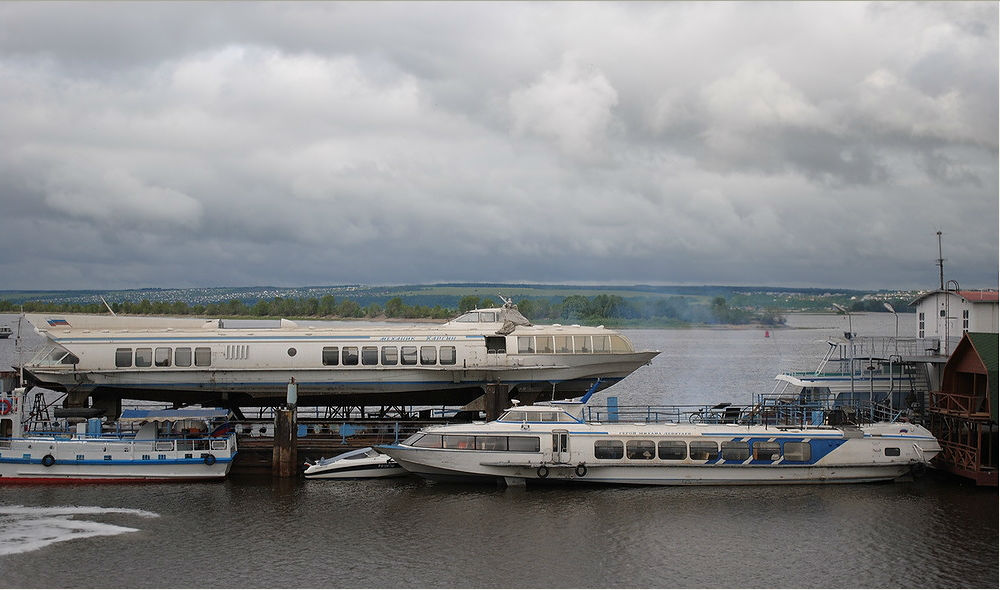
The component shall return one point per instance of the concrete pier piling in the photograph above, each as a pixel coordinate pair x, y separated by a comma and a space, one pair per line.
284, 457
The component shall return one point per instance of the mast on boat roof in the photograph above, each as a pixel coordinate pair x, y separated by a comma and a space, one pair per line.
940, 260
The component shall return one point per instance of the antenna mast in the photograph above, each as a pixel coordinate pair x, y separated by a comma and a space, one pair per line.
940, 260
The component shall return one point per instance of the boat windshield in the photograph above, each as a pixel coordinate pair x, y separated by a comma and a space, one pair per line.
477, 316
536, 416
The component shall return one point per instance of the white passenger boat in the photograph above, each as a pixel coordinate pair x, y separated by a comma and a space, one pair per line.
203, 361
875, 369
167, 445
552, 442
356, 464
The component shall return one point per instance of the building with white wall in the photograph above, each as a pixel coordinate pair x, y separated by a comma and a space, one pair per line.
946, 314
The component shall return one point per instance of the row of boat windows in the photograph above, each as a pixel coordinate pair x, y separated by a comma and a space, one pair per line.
332, 355
163, 356
572, 344
640, 450
520, 416
678, 450
521, 444
701, 450
389, 355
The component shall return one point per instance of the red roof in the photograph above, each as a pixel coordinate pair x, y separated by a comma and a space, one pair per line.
# # # #
All entries are to be retyped exactly. Omit any embedded images.

The component shall return one point per instance of the concrete pier piling in the photograph above, each as a pixel coordinate pair x, y separated by a comma and a space, one pair per line.
284, 457
The component shall return one point per instance of the mast on boat roof in the photograph above, each as a pixel coordinate pair x, y separated by a comma and a space, one pair per line.
940, 260
The component shall return one point per instance of the antenna mast in the photograph above, each as a pixel coordinate pair x, y separated by a comma and a space, one pair per line.
940, 260
The component shall return one point per instance of the boat windshield in the photograph above, each as a pixel coordinate pair x, y separated by a comma and a space, one pair per line.
477, 316
536, 416
The component shall return one point per instance of the white passenger boat in the photograph above, each as a pixel coordinate pair x, y separated by a comma and a space, one pair per line.
203, 361
875, 369
167, 445
552, 442
356, 464
The component shall return one point per instance of the building with white wall in the photograph above, each as a pixel coordinate pair x, y separated by a comma and a space, one pair per line.
946, 314
The component shall return one point per instance of the row of boat windows in the photograph above, each as a pixel coordinate pair x, y separated by a comma and a space, one pair per line.
332, 355
163, 356
572, 344
640, 450
520, 416
678, 450
521, 444
701, 450
389, 355
The component shall return one point per instance of the red roof in the photograph above, each as a pixel coordinate pair x, y separated by a comma and a space, one pair per line.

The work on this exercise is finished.